• [What you are asked to do]: Please quote the enthalpy passage below, between "When working with" and "of 20 lbf/in².", inclusive.

These are the key concepts you need to understand to accurately answer the question.

enthalpy
Enthalpy is a measurement of energy in a thermodynamic system. It includes both the internal energy and the product of the pressure and volume of the system. Essentially, it represents the total heat content.
When working with refrigerants, like Refrigerant 134a in the exercise, enthalpy changes are crucial in determining energy transfers. In the given exercise, you need to find the enthalpy at two states: the inlet and outlet of the refrigerant.
For example:
  • **h1**: Enthalpy of Refrigerant 134a entering the heat exchanger as a saturated liquid at 0°F.
  • **h2**: Enthalpy after leaving the exchanger at 20°F and a pressure of 20 lbf/in².

Using refrigerant tables, you can find these enthalpies, which are vital for solving energy balance equations.
steady-flow energy equation
The steady-flow energy equation is used to analyze systems where fluid flows continuously. In steady-state physical systems, conditions remain constant over time.
The steady-flow energy equation for the refrigerant stream in the exercise can be written as:
  • \( Q_{in} - W_{out} = m_{ref} (h2 - h1) \)


Here, *Q* is the heat transfer, *W* is the work done, and *m_{ref}* is the mass flow rate of the refrigerant.
In our problem, work transfer is zero (\(W_{out}=0\)) since no work is being done. From our simplified energy equation:
  • \( Q = m_{ref} (h1 - h2) \)

• [Stored data]:
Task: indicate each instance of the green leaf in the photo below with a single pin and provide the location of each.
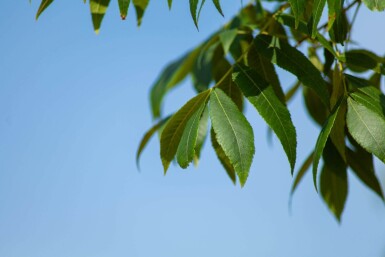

• [Worked solution]:
When working with refrigerants, like Refrigerant 134a in the exercise, enthalpy changes are crucial in determining energy transfers. In the given exercise, you need to find the enthalpy at two states: the inlet and outlet of the refrigerant.
For example:
  • **h1**: Enthalpy of Refrigerant 134a entering the heat exchanger as a saturated liquid at 0°F.
  • **h2**: Enthalpy after leaving the exchanger at 20°F and a pressure of 20 lbf/in².